## FRAGMENTO DEL DOCUMENTO:
····················

Por Juan Carlos Dumas, Ph.D.*

La felicidad perdería sentido si no está balanceada por la tristeza
Carl Gustav Jung

Antes de que Isaac Johnson inventara el cemento en el año 1845, los constructores utilizaban una combinación de cal y arena denominada “mortero”. El advenimiento del cemento significó un enorme avance de las capacidades edilicias de la población y le salvó la cabeza a más de un desafortunado habitante a quien, como dice otro antiguo refrán, “el techo se le vino encima,” especialmente cuando constructores irresponsables (¡cuándo no!) ponían más arena que cal en su mezcla para dejar sus costos tan bajos como sus conciencias.

Todos los seres humanos que conozco, presentes y pretéritos, se caracterizan por una combinación, a veces afortunada y otras peripatética, de cal y arena, de virtudes y fallas que, al final del día, nos tornan “humanos, demasiado humanos”, como lo expresara el brillante filósofo alemán Friedrich Nietzsche. Figuras populares y queridas por la mayoría de la gente como Bill Clinton, que algunos todavía llaman el primer presidente negro de los Estados Unidos por su afecto y afiliación con la minoría afroamericana de este país, y que tanto hizo por engrandecer la base económica de la población, es el mismo Bill Clinton enredado en escándalos de polleras que casi lo arrojan de la Casa Blanca y es el mismo simpático y locuaz presidente bajo el cual ocurrieron las terribles matanzas en Bosnia-Herzegovina, mismas que hicieron palidecer a los Estados Unidos y al mundo entero.

····················

## MATERIAL PROPORCIONADO:
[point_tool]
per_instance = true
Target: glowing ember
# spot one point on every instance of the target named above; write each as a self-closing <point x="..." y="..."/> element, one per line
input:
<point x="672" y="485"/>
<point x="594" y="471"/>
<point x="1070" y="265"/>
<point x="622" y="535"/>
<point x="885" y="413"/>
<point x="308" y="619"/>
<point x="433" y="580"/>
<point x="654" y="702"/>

····················

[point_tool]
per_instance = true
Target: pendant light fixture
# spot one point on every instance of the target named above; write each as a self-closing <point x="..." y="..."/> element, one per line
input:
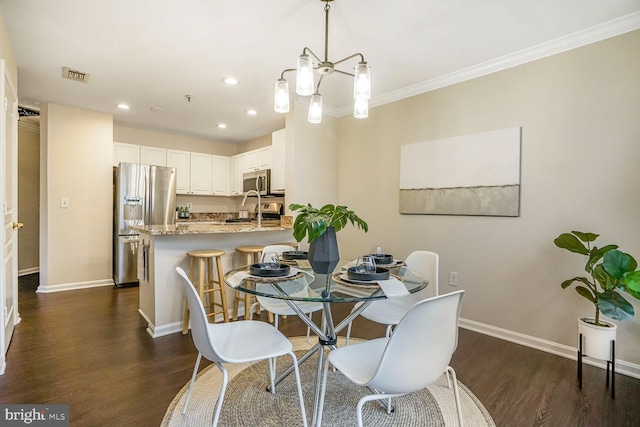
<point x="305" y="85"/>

····················

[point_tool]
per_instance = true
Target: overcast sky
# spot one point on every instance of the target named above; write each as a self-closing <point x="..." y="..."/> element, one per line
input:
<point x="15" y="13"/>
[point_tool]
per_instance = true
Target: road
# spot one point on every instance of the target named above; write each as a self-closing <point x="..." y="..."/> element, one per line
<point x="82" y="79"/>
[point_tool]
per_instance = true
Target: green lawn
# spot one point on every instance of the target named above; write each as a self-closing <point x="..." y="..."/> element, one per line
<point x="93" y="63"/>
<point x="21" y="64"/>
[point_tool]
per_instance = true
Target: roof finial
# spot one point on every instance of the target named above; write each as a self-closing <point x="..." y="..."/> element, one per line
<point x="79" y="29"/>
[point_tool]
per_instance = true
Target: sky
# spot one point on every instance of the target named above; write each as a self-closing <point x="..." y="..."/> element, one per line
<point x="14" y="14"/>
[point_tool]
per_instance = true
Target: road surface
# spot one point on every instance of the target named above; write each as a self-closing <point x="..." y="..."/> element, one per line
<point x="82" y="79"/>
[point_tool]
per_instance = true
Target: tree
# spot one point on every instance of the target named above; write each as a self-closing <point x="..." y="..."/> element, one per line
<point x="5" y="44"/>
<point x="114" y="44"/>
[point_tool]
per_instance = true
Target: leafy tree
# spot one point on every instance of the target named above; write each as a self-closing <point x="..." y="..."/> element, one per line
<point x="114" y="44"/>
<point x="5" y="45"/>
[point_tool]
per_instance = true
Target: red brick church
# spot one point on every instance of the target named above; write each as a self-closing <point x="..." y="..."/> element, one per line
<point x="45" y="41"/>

····················

## QUÉ HARÁS:
Según el fragmento del documento, ¿en qué año inventó Isaac Johnson el cemento?

## RESOLUCIÓN DE TAREA:
En el año 1845.